WHAT THE EXERCISE ASKS: Write the listing out again word for word, excluding any pictures.
* * * * *
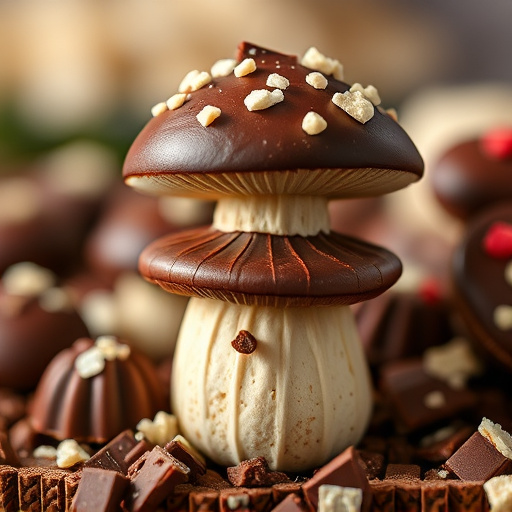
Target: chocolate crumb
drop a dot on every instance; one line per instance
(245, 342)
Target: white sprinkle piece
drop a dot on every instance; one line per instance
(158, 109)
(245, 67)
(434, 400)
(508, 273)
(260, 99)
(223, 67)
(499, 438)
(334, 498)
(45, 452)
(194, 80)
(499, 493)
(316, 80)
(319, 62)
(161, 430)
(313, 123)
(277, 81)
(90, 363)
(369, 92)
(236, 501)
(503, 317)
(454, 362)
(27, 279)
(355, 105)
(208, 115)
(69, 453)
(176, 100)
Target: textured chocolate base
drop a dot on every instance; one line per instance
(270, 270)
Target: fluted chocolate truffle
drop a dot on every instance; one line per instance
(93, 390)
(267, 151)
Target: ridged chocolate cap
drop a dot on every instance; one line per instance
(175, 154)
(97, 408)
(272, 270)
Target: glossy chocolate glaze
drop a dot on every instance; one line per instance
(240, 141)
(256, 268)
(96, 409)
(466, 179)
(480, 285)
(30, 337)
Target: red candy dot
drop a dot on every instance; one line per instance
(498, 143)
(498, 240)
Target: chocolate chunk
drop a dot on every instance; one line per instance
(419, 399)
(184, 453)
(153, 477)
(478, 460)
(254, 473)
(113, 455)
(101, 490)
(345, 470)
(9, 500)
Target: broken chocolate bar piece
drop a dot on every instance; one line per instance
(478, 460)
(345, 470)
(153, 477)
(101, 490)
(255, 473)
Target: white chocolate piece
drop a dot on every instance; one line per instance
(194, 80)
(319, 62)
(158, 109)
(245, 67)
(277, 81)
(261, 99)
(298, 400)
(208, 114)
(277, 215)
(176, 100)
(499, 493)
(317, 80)
(313, 123)
(223, 67)
(369, 92)
(499, 438)
(355, 105)
(334, 498)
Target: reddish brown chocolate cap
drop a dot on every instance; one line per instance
(175, 154)
(256, 268)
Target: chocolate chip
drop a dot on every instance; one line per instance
(245, 342)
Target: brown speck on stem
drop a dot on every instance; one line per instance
(245, 342)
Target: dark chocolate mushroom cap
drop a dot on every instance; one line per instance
(264, 269)
(267, 151)
(483, 284)
(471, 176)
(95, 409)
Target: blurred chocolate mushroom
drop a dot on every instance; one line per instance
(272, 142)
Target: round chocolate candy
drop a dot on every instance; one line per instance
(474, 174)
(482, 274)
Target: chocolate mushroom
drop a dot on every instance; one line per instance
(272, 140)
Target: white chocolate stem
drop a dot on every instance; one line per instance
(299, 399)
(274, 214)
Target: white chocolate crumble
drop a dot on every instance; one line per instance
(313, 123)
(355, 105)
(245, 67)
(319, 62)
(316, 80)
(176, 100)
(369, 92)
(277, 81)
(223, 67)
(261, 99)
(208, 114)
(194, 80)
* * * * *
RESPONSE TO THE EXERCISE:
Target: chocolate crumb
drop a dot on every instance; one line per instance
(245, 342)
Target: white sprinkle piece
drop a dot on every instance; one line per instance
(158, 109)
(245, 67)
(434, 400)
(508, 273)
(260, 99)
(223, 67)
(499, 438)
(334, 498)
(45, 452)
(194, 80)
(499, 493)
(316, 80)
(319, 62)
(161, 430)
(313, 123)
(277, 81)
(90, 363)
(369, 92)
(236, 501)
(503, 317)
(454, 362)
(27, 279)
(355, 105)
(208, 115)
(69, 453)
(176, 100)
Target: textured chocolate base
drop a dot on every instance; one line per instance
(270, 270)
Target: fluted chocolate truffle
drop a dot on every instance; one line per instance
(93, 390)
(267, 151)
Target: ridged chocolate cap
drop a dot on every instance; one line per instance
(175, 154)
(97, 408)
(272, 270)
Target: glossy chocolate glaze
drop a dot on every instance; one line per instance
(240, 141)
(256, 268)
(96, 409)
(466, 179)
(480, 285)
(30, 337)
Target: red candy dot
drop a dot on every instance; one line per instance
(498, 143)
(498, 240)
Target: chocolate chunk
drop a dot on every instance; one line per instance
(419, 399)
(184, 453)
(153, 477)
(478, 460)
(254, 473)
(113, 455)
(101, 490)
(345, 470)
(9, 500)
Target: broken chocolate bar piece
drop a dot on every instance; one line per instance
(478, 460)
(345, 470)
(153, 477)
(101, 490)
(255, 473)
Target: white chocolate piece
drop a dot on every instance; one line per instance
(194, 80)
(319, 62)
(158, 109)
(245, 67)
(277, 81)
(261, 99)
(298, 400)
(208, 114)
(277, 215)
(176, 100)
(499, 493)
(317, 80)
(313, 123)
(223, 67)
(369, 92)
(499, 438)
(355, 105)
(334, 498)
Target: reddish brown chocolate cap
drop a dot on every instance; one line per instance
(175, 154)
(256, 268)
Target: chocolate chip
drop a dot on every instance; one line per instance
(245, 342)
Target: brown speck on stem
drop a dot on every instance; one line per instance
(245, 342)
Target: dark chocolate mushroom cap
drop a dot on every instance; one line per instance
(264, 269)
(267, 151)
(483, 284)
(471, 176)
(95, 409)
Target: blurred chocolate mushroom
drop a dot on every instance; one line per instance
(272, 142)
Target: round chocolate candy
drop a dot on every instance; one line per instance
(474, 174)
(482, 274)
Target: chocolate mushroom
drop a dot on every instance; one line per instance
(272, 140)
Target: white chocolate stem
drop a dot on every instance; one line per instance
(299, 399)
(274, 214)
Target: white chocolate crumble
drop a dot on every instance; one line per instance
(313, 123)
(355, 105)
(245, 67)
(319, 62)
(316, 80)
(176, 100)
(369, 92)
(277, 81)
(223, 67)
(261, 99)
(208, 114)
(194, 80)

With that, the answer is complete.